▶ _取り組む課題_:
1/ 津波堆積物の文章のうち、「重金属陸地に残留 津波でヘドロと共に運搬 岩手医大調査」から「内陸部57点の平均と比べた。」までの部分を一字一句変えずに書き写してもらえますか？
2/ 津波堆積物の文章にある「世良教授のチームは7月下旬〜9月中旬、青森、岩手、宮城3県の16地点でヘドロのサンプル72点を採取。」という一文を英語に訳すと、どうなりますか？
3/ 津波堆積物の文章は、最後の文のあとにどう続くでしょうか？続きを書いてください。

▶ _対象の文章_:
Being on the Road ! in Hatena

タイトルは沢木耕太郎「深夜特急」トルコ編の「禅とは,途上にあること」という台詞から.

津波堆積物

後で,別ブログに移すかもしれないが,取り急ぎメモ.鉱山地域ならヘドロじゃなくてもヒ素や鉛の濃度は高い.内陸部の濃度との比較に意味があるのか,ヘドロならではの問題があるかについては要検討.

重金属陸地に残留 津波でヘドロと共に運搬 岩手医大調査
河北新報,2012年05月12日土曜日(元記事はこちら
 東日本大震災津波で海底のヘドロが運ばれ、陸地にヒ素や鉛などの重金属が残留していることが、岩手医大サイクロトロンセンター(岩手県滝沢村)の世良耕一郎センター長(教授)らの研究で分かった。盛岡市で11日あった研究発表会で報告された。
 世良教授のチームは7月下旬〜9月中旬、青森、岩手、宮城3県の16地点でヘドロのサンプル72点を採取。岩手県内陸部57点の平均と比べた。

▶ _生データ_:
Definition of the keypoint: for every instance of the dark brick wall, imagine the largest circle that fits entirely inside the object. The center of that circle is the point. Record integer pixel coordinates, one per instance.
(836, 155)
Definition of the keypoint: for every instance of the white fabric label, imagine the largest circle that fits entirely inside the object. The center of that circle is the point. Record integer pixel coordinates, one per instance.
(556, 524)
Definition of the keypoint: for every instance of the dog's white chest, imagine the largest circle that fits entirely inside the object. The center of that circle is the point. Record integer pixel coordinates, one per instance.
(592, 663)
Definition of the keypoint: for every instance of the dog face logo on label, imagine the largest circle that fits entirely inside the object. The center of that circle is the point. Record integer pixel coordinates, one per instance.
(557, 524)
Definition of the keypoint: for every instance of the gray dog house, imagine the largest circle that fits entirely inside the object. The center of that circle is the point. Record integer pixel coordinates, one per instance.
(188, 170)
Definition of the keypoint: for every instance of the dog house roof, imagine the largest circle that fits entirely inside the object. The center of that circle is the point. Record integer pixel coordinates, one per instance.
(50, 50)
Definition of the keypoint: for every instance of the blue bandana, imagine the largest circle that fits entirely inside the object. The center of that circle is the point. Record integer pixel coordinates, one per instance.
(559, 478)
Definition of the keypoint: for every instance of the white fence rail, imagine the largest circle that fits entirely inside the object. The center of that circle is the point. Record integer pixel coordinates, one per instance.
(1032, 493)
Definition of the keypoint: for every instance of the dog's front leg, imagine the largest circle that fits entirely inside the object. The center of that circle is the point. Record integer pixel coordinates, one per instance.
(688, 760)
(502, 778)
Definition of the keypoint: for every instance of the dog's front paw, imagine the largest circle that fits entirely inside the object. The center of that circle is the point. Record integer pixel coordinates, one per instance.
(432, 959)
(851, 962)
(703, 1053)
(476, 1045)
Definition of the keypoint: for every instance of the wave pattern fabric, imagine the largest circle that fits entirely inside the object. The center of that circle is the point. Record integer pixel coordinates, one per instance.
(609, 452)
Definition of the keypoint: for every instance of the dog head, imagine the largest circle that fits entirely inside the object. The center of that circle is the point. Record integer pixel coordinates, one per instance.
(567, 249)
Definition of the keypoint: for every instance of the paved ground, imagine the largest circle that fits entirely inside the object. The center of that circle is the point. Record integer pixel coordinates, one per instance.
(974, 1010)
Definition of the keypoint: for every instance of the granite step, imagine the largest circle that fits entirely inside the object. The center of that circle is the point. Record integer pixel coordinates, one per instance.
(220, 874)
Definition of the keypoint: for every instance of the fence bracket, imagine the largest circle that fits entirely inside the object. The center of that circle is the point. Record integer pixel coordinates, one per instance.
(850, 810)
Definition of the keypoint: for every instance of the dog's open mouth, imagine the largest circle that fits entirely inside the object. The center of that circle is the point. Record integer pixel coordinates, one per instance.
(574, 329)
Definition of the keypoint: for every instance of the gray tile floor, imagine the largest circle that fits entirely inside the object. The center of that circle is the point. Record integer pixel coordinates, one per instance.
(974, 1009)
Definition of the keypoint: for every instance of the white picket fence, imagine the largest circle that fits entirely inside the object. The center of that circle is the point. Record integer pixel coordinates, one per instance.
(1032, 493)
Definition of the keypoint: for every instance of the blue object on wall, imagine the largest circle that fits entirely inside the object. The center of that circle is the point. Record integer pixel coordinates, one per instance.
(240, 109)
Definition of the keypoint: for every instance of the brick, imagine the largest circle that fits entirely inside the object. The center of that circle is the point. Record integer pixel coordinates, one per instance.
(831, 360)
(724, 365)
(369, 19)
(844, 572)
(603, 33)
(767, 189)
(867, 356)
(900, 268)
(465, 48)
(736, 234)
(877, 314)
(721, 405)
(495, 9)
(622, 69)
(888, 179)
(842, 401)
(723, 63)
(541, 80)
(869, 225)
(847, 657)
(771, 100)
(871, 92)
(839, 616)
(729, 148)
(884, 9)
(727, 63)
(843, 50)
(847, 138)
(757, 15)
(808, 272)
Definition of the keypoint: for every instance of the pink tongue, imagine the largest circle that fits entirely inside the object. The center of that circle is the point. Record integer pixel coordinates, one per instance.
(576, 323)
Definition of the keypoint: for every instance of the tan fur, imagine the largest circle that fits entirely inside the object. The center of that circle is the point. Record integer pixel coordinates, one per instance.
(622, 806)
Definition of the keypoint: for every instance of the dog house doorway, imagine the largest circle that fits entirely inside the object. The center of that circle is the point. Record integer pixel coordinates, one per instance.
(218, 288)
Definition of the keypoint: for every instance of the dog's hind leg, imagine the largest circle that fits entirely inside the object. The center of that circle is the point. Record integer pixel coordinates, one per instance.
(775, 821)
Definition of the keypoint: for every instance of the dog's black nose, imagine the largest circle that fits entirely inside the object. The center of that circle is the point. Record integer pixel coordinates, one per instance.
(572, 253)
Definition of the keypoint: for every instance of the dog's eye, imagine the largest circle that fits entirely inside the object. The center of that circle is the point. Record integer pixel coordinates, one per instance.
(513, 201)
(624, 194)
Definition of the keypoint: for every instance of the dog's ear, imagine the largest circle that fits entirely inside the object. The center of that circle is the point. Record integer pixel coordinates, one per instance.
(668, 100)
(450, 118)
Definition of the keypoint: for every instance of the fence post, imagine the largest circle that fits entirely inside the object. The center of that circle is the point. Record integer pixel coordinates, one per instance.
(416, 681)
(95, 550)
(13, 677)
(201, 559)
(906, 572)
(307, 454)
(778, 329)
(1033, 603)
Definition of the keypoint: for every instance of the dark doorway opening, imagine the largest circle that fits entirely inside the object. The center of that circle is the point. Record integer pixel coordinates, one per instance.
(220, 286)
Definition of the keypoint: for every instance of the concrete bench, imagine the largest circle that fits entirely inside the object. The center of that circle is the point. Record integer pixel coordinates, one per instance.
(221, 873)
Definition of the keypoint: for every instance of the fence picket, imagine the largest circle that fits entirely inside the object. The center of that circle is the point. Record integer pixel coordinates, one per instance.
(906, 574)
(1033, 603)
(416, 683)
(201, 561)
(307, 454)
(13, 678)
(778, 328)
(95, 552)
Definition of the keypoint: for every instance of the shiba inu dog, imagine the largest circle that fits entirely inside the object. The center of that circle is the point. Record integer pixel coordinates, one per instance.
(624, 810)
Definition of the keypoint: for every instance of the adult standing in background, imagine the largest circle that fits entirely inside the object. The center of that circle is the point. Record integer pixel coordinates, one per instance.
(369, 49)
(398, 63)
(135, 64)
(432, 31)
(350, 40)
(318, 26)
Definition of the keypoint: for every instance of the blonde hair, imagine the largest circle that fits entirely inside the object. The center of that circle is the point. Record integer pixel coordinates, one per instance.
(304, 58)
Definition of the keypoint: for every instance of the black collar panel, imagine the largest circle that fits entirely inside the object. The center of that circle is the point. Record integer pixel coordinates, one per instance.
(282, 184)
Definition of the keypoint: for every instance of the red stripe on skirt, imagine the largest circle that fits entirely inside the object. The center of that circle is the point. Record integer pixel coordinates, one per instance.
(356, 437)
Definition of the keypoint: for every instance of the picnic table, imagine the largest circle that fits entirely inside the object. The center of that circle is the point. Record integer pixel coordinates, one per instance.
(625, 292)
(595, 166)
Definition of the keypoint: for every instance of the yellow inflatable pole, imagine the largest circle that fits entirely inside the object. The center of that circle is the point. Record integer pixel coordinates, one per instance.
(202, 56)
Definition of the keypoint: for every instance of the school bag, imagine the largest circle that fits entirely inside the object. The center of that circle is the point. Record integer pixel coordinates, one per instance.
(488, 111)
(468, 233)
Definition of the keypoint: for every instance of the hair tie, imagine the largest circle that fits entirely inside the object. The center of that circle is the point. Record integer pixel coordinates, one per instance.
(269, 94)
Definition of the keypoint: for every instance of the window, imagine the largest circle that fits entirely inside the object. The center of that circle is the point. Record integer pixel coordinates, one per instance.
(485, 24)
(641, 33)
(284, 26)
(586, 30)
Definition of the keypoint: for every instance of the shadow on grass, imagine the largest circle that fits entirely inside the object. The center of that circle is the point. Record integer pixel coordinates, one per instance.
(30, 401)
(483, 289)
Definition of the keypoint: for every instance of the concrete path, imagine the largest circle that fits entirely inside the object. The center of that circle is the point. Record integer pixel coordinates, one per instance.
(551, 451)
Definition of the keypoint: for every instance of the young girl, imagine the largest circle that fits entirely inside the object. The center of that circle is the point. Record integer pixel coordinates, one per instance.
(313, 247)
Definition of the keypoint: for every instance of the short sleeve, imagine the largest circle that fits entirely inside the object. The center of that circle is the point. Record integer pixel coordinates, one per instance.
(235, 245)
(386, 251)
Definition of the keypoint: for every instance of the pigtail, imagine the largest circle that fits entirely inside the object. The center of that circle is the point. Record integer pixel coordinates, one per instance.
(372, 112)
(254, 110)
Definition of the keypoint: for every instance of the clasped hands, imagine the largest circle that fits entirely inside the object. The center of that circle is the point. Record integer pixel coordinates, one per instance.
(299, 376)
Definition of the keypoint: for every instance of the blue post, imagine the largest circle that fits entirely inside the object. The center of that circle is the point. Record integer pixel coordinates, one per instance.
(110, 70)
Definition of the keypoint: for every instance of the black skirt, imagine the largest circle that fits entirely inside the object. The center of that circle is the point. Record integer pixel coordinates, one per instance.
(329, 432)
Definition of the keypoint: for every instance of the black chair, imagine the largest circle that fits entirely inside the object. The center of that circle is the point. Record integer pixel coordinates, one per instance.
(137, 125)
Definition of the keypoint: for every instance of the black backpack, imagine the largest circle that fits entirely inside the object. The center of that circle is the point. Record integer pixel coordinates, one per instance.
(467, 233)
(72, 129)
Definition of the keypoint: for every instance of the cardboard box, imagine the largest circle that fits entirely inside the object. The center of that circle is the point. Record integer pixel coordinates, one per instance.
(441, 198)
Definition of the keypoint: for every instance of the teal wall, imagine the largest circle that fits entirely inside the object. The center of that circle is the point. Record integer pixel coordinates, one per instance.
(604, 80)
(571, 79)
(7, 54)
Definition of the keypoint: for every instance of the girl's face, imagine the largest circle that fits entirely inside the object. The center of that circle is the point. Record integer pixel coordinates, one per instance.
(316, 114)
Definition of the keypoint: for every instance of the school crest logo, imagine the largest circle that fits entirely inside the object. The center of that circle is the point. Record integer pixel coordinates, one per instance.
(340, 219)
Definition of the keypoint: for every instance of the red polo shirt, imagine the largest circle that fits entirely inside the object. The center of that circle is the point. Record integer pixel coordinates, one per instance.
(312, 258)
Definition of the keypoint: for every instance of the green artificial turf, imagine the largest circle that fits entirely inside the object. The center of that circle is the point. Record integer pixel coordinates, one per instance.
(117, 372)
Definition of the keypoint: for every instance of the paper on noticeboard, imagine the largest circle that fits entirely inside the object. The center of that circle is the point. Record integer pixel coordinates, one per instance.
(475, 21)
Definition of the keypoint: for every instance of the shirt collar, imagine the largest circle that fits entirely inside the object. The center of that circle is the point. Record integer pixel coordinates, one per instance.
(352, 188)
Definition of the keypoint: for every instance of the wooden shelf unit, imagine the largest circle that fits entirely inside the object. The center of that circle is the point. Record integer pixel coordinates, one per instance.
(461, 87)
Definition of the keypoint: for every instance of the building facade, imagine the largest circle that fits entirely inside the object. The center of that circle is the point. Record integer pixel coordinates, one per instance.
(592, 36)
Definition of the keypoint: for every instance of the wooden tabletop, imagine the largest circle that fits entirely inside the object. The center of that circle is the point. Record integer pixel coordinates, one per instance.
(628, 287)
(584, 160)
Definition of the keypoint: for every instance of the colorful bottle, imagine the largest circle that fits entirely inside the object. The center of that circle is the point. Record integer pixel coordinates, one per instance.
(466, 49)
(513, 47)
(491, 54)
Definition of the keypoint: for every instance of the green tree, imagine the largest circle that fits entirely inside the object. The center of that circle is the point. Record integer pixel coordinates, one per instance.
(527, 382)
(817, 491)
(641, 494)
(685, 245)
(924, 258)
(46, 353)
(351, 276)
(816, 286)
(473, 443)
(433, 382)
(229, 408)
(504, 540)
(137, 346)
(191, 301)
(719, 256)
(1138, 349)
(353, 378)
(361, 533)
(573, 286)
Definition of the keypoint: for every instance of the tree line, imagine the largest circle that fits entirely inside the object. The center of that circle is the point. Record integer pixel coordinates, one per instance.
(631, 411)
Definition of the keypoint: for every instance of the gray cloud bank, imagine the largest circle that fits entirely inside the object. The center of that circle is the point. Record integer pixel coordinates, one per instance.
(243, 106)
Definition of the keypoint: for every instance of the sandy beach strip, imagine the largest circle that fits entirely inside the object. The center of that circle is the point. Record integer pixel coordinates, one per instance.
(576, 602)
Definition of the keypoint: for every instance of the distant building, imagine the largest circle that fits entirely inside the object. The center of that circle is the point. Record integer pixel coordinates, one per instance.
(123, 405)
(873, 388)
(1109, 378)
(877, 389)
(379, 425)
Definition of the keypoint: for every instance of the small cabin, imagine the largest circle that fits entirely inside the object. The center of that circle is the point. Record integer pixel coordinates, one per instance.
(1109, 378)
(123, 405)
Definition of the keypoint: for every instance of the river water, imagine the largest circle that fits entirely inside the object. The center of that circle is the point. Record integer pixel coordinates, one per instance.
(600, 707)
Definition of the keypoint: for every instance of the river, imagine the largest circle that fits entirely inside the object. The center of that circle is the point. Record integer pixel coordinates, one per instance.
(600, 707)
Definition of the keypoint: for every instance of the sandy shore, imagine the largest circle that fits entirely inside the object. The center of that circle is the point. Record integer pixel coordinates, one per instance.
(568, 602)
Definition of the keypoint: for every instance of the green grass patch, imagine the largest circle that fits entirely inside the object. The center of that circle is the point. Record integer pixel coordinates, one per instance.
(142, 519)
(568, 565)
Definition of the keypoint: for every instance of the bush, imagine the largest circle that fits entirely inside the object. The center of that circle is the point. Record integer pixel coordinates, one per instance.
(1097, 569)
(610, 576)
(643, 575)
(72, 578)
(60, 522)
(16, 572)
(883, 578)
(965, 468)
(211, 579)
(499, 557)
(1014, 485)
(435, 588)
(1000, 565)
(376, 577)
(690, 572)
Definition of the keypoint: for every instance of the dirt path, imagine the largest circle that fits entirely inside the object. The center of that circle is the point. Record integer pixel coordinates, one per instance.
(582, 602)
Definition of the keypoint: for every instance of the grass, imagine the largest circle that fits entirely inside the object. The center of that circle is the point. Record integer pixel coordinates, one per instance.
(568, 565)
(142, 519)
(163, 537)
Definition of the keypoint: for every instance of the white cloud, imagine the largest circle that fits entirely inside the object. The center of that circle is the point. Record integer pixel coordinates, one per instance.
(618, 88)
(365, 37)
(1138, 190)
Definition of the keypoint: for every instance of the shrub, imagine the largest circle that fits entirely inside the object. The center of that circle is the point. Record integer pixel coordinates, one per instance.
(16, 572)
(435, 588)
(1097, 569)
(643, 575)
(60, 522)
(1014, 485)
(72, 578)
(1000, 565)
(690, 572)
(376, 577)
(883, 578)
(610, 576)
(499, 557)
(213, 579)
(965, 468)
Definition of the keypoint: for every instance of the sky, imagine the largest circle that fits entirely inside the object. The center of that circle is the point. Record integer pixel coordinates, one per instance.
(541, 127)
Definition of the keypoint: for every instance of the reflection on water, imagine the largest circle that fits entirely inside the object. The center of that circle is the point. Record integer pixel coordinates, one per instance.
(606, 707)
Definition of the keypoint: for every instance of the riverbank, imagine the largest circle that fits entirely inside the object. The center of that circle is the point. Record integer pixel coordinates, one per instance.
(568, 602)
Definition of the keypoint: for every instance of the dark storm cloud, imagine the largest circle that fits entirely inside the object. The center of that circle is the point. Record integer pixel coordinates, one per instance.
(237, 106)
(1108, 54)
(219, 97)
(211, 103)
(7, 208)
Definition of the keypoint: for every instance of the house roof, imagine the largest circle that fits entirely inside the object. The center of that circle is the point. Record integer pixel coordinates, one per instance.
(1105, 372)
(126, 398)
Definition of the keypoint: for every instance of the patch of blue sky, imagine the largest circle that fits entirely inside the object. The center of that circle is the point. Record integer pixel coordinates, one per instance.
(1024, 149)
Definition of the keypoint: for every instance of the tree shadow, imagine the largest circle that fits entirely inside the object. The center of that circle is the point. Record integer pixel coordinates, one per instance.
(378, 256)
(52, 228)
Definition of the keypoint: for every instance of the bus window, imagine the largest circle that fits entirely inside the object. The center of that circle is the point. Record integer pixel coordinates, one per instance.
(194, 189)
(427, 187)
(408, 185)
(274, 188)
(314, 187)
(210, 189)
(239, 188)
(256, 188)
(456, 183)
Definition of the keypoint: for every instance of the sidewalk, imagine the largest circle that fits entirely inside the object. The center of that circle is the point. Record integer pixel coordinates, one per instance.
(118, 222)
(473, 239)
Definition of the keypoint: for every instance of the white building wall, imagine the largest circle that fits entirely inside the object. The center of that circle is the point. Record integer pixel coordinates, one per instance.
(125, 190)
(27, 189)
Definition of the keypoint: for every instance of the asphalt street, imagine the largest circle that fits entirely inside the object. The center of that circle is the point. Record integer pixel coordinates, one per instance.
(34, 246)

▶ _課題の解答_:
1/
重金属陸地に残留 津波でヘドロと共に運搬 岩手医大調査
河北新報,2012年05月12日土曜日(元記事はこちら
 東日本大震災津波で海底のヘドロが運ばれ、陸地にヒ素や鉛などの重金属が残留していることが、岩手医大サイクロトロンセンター(岩手県滝沢村)の世良耕一郎センター長(教授)らの研究で分かった。盛岡市で11日あった研究発表会で報告された。
 世良教授のチームは7月下旬〜9月中旬、青森、岩手、宮城3県の16地点でヘドロのサンプル72点を採取。岩手県内陸部57点の平均と比べた。

2/ From late July to mid-September, Professor Sera's team collected 72 sludge samples at 16 sites in the three prefectures of Aomori, Iwate, and Miyagi.

3/
 ヘドロのヒ素濃度は、13地点が内陸部平均を上回った。最も高いのは大船渡市の1キロ当たり32.1ミリグラムで、内陸部の約3.5倍。環境基準値(150ミリグラム)は下回った。
 鉛は9地点が内陸部を超えた。最も高い大船渡市は149ミリグラムで、内陸部の約4.8倍。基準値(150ミリグラム)とほぼ同じだった。
 大きな港のある大船渡、釜石、気仙沼各市などで高く、船から流出した燃料や汚染物質がたまりやすいリアス地形が関係しているとみられる。
 チームは釜石、大船渡市などの約180人に毛髪を提供してもらい、健康への影響も調べている。世良教授は「被災者や復旧に当たる人の健康被害が心配だ。生態系に与える影響の追跡調査も必要だ」と話している。

東日本大震災津波被災地、ヘドロにヒ素や鉛 岩手医大・世良教授ら調べ、粉じん悪影響懸念 /岩手
毎日新聞 5月13日(日)11時21分配信
東日本大震災の大津波による堆積物(たいせきぶつ)(ヘドロ)にヒ素や鉛などの有害物質が多く含まれていることが、岩手医大サイクロトロンセンターの世良耕一郎教授=理学博士=らの調べで明らかになった。被災地では今も生活空間の近くにヘドロが残り、乾燥した粉じんを吸い込むと、健康への悪影響が懸念される。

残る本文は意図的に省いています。